* _EXERCISE OBJECTIVE_:
Start at the line below containing "Mark each instance of the rock" and stop at the line containing "Mark each instance of the green". Repeat every line of that stretch exactly, and nothing outside it.

----

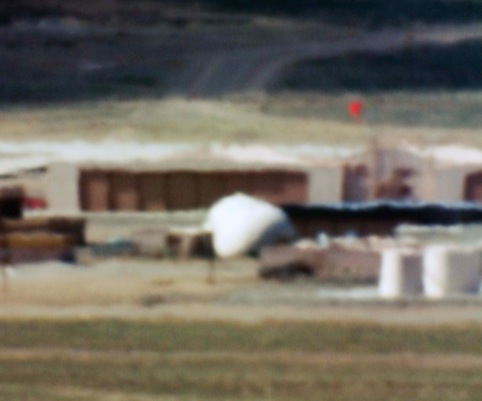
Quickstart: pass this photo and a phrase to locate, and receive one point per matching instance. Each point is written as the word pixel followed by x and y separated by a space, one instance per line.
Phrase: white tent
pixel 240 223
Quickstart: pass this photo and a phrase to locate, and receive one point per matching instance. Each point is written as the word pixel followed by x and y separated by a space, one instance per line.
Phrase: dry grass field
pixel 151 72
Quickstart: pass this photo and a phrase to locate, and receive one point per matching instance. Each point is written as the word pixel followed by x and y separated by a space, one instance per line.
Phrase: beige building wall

----

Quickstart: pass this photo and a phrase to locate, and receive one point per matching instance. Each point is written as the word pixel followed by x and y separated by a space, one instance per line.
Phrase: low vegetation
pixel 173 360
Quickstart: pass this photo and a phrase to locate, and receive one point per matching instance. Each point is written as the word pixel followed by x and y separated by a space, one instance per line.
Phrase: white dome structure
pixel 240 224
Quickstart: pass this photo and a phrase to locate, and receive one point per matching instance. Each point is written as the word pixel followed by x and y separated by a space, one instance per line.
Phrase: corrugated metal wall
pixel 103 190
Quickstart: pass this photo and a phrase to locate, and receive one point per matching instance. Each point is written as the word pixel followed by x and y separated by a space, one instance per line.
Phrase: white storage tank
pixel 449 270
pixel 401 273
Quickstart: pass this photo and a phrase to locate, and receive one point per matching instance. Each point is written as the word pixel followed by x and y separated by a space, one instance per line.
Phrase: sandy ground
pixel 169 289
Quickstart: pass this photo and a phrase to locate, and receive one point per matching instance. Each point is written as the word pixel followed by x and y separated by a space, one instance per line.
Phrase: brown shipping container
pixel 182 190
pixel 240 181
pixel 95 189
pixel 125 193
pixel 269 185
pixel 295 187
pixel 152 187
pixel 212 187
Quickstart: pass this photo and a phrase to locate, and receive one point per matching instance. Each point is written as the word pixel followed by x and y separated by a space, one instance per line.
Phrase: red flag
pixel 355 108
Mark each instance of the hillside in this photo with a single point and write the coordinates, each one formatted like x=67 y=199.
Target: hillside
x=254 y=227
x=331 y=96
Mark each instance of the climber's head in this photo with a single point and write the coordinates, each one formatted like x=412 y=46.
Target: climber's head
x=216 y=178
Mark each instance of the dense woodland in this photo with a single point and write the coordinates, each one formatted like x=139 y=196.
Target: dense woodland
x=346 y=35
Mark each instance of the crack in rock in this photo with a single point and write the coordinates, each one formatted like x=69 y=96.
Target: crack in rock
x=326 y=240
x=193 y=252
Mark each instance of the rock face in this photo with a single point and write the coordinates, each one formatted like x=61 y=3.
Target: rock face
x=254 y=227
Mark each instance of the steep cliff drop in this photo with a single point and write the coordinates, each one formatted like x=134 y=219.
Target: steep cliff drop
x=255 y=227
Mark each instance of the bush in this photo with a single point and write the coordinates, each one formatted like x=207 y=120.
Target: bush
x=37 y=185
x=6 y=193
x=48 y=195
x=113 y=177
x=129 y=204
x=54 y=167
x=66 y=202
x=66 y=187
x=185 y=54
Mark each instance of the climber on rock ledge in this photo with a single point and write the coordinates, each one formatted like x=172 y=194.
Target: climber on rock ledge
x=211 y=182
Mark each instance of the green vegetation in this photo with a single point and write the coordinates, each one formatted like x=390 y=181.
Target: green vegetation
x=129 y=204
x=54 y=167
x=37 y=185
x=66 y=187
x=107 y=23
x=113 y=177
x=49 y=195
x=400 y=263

----

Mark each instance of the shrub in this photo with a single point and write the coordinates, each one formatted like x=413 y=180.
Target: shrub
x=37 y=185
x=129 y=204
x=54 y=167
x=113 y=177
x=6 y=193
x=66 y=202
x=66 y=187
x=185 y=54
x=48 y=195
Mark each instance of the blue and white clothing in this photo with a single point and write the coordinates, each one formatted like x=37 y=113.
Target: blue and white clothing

----

* _RESPONSE_:
Mark each instance of the rock face in this photo with a single point and write the coordinates, each one formatted like x=61 y=3.
Target: rock face
x=254 y=227
Mark each instance of the steep cliff drop in this photo with a single point and write the coordinates, each one formatted like x=134 y=219.
Target: steep cliff drop
x=255 y=227
Mark each instance of the bush in this photo with a single point and write the coordinates, each one formatted like x=207 y=120.
Target: bush
x=37 y=185
x=6 y=193
x=48 y=195
x=113 y=177
x=129 y=204
x=54 y=167
x=66 y=202
x=66 y=187
x=185 y=54
Mark each instance of the climber on rock ledge in this photo with a single point and write the coordinates, each one formatted like x=172 y=194.
Target: climber on rock ledge
x=211 y=182
Mark each instance of the green vegetation in this photo with a single point and write the coordinates, each one formatted like x=390 y=181.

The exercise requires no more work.